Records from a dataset
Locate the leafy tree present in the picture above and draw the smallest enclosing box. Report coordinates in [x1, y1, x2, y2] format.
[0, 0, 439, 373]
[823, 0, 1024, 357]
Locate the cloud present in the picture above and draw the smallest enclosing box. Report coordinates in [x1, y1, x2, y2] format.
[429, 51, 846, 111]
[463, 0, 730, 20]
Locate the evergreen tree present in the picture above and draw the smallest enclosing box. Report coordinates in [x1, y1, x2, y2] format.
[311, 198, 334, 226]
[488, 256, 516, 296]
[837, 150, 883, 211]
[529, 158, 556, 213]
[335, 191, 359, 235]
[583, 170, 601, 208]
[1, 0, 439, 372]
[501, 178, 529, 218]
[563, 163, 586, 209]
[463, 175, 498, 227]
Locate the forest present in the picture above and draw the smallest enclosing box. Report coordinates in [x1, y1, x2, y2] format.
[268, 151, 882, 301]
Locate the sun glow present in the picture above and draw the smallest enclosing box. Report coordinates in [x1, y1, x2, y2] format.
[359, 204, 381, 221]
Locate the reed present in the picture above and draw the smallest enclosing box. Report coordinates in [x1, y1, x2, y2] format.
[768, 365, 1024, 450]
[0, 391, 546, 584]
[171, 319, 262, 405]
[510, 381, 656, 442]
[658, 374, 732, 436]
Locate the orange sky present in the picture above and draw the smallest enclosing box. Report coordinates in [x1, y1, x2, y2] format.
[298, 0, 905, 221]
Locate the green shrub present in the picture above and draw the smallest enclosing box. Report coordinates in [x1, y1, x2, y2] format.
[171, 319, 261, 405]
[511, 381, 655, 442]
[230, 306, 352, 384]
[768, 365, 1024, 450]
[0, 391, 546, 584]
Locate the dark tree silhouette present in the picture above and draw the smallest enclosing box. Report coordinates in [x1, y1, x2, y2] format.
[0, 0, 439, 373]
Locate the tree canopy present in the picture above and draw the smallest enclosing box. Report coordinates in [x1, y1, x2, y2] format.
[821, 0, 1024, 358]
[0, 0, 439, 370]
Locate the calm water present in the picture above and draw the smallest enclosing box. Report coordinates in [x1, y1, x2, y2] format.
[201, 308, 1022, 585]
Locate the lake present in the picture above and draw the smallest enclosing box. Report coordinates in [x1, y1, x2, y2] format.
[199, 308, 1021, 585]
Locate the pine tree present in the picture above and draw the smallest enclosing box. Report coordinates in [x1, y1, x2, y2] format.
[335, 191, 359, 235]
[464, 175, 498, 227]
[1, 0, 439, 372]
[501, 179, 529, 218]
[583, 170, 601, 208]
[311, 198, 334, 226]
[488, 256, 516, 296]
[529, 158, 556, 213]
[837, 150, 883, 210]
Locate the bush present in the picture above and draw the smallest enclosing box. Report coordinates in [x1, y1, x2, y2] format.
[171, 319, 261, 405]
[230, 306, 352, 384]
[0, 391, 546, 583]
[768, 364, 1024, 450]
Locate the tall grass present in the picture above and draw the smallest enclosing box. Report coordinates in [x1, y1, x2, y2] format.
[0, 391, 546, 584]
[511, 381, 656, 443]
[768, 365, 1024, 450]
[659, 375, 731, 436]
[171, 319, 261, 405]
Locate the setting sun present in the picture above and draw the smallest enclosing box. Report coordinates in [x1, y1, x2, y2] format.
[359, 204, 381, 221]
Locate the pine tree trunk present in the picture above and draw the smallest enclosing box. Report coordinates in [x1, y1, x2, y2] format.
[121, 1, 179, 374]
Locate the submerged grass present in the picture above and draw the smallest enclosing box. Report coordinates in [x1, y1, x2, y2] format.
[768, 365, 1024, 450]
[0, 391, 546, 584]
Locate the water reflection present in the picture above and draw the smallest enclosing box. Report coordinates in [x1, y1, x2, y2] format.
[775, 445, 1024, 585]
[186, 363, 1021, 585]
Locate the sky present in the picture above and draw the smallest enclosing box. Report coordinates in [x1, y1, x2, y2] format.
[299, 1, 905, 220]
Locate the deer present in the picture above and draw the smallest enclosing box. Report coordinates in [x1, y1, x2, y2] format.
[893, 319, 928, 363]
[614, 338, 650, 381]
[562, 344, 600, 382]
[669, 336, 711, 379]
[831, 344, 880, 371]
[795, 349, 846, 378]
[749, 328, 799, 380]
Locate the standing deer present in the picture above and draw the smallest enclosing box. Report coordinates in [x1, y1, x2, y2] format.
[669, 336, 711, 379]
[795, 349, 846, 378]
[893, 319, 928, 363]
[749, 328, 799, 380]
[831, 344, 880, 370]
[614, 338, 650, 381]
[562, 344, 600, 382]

EXERCISE GOAL
Word for word, restate each of the records above.

YOUR SOLUTION
Locate the leafy tree present in the picture above and draw the smallest enclosing box. Report coordinates in [x1, y1, x2, y2] format.
[0, 0, 439, 373]
[823, 0, 1024, 357]
Locate the cloud present in the picture above and draw the smallest enclosing box. Report coordinates in [x1, y1, x2, y2] format.
[429, 51, 846, 111]
[463, 0, 730, 20]
Locate the evergreen tree present in the picture above and draw the smallest enclosing box. Report coordinates in [x1, y1, x2, y2] format.
[311, 198, 334, 226]
[488, 256, 516, 296]
[837, 150, 883, 211]
[529, 158, 556, 213]
[335, 191, 359, 235]
[583, 170, 601, 208]
[1, 0, 439, 372]
[501, 178, 529, 218]
[563, 163, 586, 209]
[463, 175, 498, 227]
Locate the forest present in the picture above and draw the smallest enclosing box. Report coordinates in [x1, y1, x2, y2] format.
[268, 151, 882, 301]
Locate the sun glow present in the picture above and draw the smallest enclosing box. Report coordinates in [x1, y1, x2, y2] format.
[359, 204, 381, 221]
Locate the reed present in the picture above and draw the smallest enclosing box. Report coordinates in [x1, y1, x2, y2] format.
[768, 365, 1024, 450]
[0, 391, 546, 584]
[171, 319, 262, 405]
[510, 381, 656, 442]
[658, 374, 732, 436]
Locate the orange sky present in the picture above and draw the smallest enclosing box. Report coordinates in [x1, y1, x2, y2] format.
[298, 0, 905, 221]
Locate the green shrub present in the picture above and draw the smallest enclosing box. Report coordinates in [x1, y1, x2, y2] format.
[171, 319, 261, 405]
[511, 381, 655, 442]
[230, 306, 352, 384]
[768, 365, 1024, 450]
[0, 391, 546, 584]
Locate the dark tree silhouette present in the picture above and draw the smallest enclosing box. Report coordinates in [x1, y1, x2, y2] format.
[0, 0, 439, 373]
Locate the tree canopy present in the picture above and draw the smallest enclosing box. Report coordinates in [x1, y1, x2, y2] format.
[821, 0, 1024, 358]
[0, 0, 439, 370]
Locate the calm water present in the picture above and draw the smallest enclosing box. Report coordinates in [x1, y1, x2, y2] format.
[201, 308, 1022, 585]
Locate the lake present in the picture above and draw the smallest enclosing box. Report coordinates in [x1, y1, x2, y2] format.
[199, 308, 1021, 585]
Locate the pine tree present in the picture above and draw the smallest enclosing box. Report coordinates in [x1, y1, x2, y2] format.
[335, 191, 359, 235]
[464, 175, 498, 227]
[1, 0, 439, 372]
[501, 179, 529, 218]
[583, 170, 601, 208]
[311, 198, 334, 226]
[488, 256, 516, 296]
[529, 158, 556, 213]
[837, 150, 883, 210]
Locate the bush present in the picture above and draw the smallest enclosing box. Report coordinates in [x1, y1, x2, y2] format.
[171, 319, 261, 405]
[230, 306, 352, 384]
[0, 391, 546, 583]
[768, 364, 1024, 450]
Locate the tall grass present in the picture above and draw the smallest enclosing box. Report coordinates in [x1, y1, x2, y2] format.
[0, 391, 546, 584]
[511, 381, 656, 443]
[768, 365, 1024, 450]
[659, 375, 731, 436]
[171, 319, 261, 405]
Locate the setting sun present in the picture above and draw the smallest enclosing box. Report coordinates in [x1, y1, x2, y2] format.
[359, 204, 381, 221]
Locate the pine tree trunk present in the picture above and draw the smallest enclosing box. Report coordinates in [x1, y1, x2, y2] format.
[121, 1, 179, 374]
Locate the submerged grass present in the picture above and draw the smallest enclosing box. Report coordinates in [x1, y1, x2, y2] format.
[768, 365, 1024, 450]
[0, 391, 546, 584]
Locate the water reflection present in the picture above and draw the smallest enclosing box. Report coordinates in [x1, y1, x2, y2] format.
[775, 445, 1024, 585]
[186, 363, 1021, 585]
Locate the sky present in the picture above and draw the smallest enclosing box. Report coordinates in [x1, y1, x2, y2] format.
[299, 1, 905, 220]
Locate the deer present in the picture above and draw the smallest enclosing box. Report coordinates in [x1, y1, x2, y2] format.
[893, 319, 928, 363]
[614, 338, 650, 381]
[562, 344, 600, 382]
[669, 336, 711, 379]
[831, 344, 880, 371]
[795, 349, 846, 378]
[749, 328, 799, 380]
Locate the standing deer present in the picture above and draw the smallest enclosing box. Report coordinates in [x1, y1, x2, y2] format.
[669, 336, 711, 379]
[795, 349, 846, 378]
[893, 319, 928, 363]
[749, 328, 799, 380]
[831, 344, 880, 370]
[614, 338, 650, 381]
[562, 344, 600, 382]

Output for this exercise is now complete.